→ DATA FOR THIS TASK:
======
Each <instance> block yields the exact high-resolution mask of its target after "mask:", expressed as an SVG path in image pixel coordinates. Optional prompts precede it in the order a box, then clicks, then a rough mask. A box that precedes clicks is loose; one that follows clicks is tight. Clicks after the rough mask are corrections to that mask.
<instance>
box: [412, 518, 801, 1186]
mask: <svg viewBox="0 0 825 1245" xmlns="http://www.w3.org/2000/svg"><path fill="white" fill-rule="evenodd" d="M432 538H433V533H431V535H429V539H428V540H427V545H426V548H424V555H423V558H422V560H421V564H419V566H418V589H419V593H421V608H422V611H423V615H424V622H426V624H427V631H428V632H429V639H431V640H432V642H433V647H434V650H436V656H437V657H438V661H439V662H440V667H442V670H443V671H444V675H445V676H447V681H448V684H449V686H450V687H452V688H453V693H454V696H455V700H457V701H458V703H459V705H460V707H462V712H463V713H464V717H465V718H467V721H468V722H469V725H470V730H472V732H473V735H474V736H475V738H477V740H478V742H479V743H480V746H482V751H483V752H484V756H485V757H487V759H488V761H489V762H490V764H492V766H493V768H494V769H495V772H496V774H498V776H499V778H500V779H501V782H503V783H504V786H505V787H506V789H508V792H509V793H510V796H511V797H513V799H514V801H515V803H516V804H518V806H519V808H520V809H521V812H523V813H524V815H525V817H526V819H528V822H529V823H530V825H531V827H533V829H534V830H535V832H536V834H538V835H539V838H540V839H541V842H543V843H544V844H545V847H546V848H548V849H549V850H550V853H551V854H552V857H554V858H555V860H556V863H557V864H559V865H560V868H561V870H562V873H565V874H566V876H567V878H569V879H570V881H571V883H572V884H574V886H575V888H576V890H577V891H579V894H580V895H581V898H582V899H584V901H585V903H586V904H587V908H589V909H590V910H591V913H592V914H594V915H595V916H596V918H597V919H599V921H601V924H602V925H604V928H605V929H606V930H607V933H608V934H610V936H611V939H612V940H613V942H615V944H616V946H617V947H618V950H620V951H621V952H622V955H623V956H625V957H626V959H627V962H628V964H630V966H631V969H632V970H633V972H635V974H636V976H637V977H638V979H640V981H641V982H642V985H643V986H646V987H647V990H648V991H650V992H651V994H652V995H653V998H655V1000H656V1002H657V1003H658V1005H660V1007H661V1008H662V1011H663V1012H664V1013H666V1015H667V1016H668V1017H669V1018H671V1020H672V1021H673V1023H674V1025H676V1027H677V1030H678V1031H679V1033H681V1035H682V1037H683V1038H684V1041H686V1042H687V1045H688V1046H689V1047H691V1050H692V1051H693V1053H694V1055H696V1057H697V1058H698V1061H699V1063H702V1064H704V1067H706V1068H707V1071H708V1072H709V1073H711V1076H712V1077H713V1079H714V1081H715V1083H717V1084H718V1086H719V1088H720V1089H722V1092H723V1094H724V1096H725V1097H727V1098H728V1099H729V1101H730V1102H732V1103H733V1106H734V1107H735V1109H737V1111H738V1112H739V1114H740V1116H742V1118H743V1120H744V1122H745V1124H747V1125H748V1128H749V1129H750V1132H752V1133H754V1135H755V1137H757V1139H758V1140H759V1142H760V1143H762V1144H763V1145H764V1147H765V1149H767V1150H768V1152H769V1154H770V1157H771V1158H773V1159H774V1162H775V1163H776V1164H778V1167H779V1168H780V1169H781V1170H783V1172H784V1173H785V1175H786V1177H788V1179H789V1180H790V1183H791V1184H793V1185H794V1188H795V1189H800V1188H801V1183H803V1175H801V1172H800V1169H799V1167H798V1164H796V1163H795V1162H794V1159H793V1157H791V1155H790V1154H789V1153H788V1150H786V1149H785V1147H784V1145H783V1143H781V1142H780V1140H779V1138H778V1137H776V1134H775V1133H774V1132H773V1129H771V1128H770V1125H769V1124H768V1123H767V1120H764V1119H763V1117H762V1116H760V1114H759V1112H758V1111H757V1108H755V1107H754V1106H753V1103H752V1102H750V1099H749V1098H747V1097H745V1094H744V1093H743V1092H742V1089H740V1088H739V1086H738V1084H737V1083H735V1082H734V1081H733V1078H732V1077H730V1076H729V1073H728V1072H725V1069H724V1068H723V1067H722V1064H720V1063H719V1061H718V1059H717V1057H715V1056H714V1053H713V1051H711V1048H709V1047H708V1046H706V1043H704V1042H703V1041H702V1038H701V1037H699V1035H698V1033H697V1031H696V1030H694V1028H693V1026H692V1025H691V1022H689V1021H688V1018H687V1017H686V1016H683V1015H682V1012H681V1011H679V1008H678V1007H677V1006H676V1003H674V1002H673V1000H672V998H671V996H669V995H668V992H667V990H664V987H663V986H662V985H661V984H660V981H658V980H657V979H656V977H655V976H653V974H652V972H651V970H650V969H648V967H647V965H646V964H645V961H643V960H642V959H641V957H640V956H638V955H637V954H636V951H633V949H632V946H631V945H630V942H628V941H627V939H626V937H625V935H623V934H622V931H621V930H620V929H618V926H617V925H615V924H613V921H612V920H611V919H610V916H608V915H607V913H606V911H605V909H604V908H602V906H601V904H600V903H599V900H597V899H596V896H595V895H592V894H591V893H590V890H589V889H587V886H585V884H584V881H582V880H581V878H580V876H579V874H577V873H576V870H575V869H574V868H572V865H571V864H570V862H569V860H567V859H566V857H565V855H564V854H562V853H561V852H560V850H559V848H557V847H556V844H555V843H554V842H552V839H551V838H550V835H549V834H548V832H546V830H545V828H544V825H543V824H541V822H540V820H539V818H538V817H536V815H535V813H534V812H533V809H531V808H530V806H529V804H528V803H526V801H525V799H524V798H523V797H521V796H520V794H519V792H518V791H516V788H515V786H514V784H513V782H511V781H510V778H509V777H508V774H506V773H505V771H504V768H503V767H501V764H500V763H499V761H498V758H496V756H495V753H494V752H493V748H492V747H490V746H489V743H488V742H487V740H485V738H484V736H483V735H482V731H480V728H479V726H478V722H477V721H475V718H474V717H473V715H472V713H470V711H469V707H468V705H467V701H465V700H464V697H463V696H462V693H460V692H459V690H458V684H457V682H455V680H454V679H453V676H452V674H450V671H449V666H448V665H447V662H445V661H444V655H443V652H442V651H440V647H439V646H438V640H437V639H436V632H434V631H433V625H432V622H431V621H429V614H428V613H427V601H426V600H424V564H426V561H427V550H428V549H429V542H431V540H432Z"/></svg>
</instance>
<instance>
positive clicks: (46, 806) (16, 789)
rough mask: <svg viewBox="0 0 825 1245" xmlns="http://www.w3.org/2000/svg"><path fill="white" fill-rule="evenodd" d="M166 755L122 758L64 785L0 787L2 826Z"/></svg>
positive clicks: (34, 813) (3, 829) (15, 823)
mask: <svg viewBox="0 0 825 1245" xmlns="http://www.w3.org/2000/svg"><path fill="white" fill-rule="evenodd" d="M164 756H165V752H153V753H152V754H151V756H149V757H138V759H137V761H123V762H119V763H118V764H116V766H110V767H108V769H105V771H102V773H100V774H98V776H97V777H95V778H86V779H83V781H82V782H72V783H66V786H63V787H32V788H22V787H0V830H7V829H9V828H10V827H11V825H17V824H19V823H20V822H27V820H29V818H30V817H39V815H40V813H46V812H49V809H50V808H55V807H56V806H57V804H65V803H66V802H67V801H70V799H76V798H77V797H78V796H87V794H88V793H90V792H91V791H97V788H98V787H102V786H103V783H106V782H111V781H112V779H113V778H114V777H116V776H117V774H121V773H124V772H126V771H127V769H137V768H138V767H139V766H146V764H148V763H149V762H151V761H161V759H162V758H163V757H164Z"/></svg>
======
→ PROBLEM TO SOLVE:
In the listing above, find each line containing "positive" and copy it.

→ WRITTEN SOLUTION:
positive clicks: (46, 806) (16, 789)
positive clicks: (34, 813) (3, 829) (15, 823)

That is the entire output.